*** Opening Available data ***

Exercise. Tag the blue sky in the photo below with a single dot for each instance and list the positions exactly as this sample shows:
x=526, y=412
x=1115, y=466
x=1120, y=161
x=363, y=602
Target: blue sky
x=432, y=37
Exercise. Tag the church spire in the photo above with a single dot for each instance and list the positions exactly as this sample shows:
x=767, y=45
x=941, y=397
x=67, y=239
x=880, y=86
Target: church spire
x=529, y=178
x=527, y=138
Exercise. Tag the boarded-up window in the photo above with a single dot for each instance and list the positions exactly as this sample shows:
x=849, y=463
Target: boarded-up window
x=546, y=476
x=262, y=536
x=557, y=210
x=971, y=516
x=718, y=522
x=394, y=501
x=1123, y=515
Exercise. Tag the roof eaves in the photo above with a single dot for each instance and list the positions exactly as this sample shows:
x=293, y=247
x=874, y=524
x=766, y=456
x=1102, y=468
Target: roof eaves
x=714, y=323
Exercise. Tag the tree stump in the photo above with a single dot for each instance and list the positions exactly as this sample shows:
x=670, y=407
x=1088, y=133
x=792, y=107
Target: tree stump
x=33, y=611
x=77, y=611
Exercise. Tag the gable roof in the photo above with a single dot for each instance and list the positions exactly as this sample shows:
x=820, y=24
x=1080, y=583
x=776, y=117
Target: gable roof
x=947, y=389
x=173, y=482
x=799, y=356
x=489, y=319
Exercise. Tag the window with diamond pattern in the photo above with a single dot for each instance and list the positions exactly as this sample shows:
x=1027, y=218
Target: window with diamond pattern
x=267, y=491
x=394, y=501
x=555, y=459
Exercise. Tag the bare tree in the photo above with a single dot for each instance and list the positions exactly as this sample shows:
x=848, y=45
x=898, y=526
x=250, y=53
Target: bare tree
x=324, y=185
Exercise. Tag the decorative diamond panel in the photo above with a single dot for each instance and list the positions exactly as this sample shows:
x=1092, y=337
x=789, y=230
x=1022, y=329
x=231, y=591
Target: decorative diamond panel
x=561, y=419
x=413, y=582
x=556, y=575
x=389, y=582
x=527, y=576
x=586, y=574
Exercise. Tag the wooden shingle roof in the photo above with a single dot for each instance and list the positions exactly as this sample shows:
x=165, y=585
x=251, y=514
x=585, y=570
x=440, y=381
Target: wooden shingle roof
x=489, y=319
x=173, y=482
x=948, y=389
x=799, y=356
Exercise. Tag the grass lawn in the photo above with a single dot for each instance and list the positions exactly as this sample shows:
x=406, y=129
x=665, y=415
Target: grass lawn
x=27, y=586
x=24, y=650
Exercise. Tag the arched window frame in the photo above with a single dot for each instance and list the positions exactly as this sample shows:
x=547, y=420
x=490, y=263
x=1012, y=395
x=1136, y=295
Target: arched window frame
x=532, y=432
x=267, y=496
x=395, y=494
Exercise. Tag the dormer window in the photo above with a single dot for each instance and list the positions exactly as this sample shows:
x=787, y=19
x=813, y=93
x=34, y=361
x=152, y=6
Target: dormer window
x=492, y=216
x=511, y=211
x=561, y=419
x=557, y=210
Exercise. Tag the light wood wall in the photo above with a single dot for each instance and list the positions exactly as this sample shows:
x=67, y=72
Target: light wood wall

*** Closing Available data ***

Which lines run from the first of the listing to the line containing "x=880, y=86"? Reproduce those exactly, both ends included.

Exercise. Tag the blue sky in the photo below with a single dot for each instance and list the positions exactly as this sample shows:
x=526, y=412
x=1115, y=466
x=1120, y=161
x=363, y=602
Target: blue sky
x=432, y=37
Exercise. Tag the church spire in the photo above with a single dot for each instance and list the positions exactly as this sample shows:
x=767, y=45
x=941, y=397
x=67, y=239
x=880, y=86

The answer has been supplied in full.